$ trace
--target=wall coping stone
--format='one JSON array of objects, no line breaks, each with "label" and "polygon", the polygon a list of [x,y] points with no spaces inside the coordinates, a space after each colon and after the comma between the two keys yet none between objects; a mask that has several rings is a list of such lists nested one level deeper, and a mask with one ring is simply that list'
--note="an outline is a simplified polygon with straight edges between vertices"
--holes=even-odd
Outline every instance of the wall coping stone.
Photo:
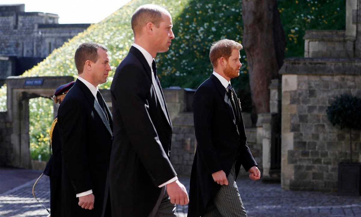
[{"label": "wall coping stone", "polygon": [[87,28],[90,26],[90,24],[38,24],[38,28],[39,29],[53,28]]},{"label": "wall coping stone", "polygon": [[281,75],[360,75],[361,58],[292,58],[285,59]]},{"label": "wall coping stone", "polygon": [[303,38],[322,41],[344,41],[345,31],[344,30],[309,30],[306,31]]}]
+++++
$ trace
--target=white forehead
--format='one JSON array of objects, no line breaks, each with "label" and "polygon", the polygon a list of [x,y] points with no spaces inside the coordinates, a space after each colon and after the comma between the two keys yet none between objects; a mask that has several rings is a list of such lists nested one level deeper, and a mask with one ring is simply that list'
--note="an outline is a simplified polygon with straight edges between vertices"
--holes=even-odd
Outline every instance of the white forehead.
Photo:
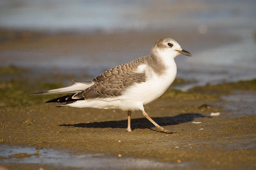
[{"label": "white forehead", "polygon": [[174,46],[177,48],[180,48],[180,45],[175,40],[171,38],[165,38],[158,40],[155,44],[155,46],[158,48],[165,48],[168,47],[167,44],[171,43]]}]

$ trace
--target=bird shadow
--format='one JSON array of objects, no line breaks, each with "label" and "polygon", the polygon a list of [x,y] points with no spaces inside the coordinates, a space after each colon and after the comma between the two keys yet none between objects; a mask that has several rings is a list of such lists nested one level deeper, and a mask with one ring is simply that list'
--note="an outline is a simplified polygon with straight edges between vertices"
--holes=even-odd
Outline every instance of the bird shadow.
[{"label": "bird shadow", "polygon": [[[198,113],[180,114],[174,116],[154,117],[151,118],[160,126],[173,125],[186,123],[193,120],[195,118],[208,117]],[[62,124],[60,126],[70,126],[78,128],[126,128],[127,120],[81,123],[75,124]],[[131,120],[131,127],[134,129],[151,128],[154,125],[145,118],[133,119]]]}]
+++++
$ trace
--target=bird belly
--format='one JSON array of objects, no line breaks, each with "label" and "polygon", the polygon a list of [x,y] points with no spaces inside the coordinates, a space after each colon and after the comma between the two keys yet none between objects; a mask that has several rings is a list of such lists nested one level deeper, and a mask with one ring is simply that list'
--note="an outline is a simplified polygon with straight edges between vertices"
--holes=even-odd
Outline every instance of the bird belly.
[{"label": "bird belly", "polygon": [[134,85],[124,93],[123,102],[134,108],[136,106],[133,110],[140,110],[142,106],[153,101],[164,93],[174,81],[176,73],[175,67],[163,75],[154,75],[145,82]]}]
+++++
*Directions*. Tally the lines in the items above that contain the word "coping" and give only that number.

*Solution to this task*. 3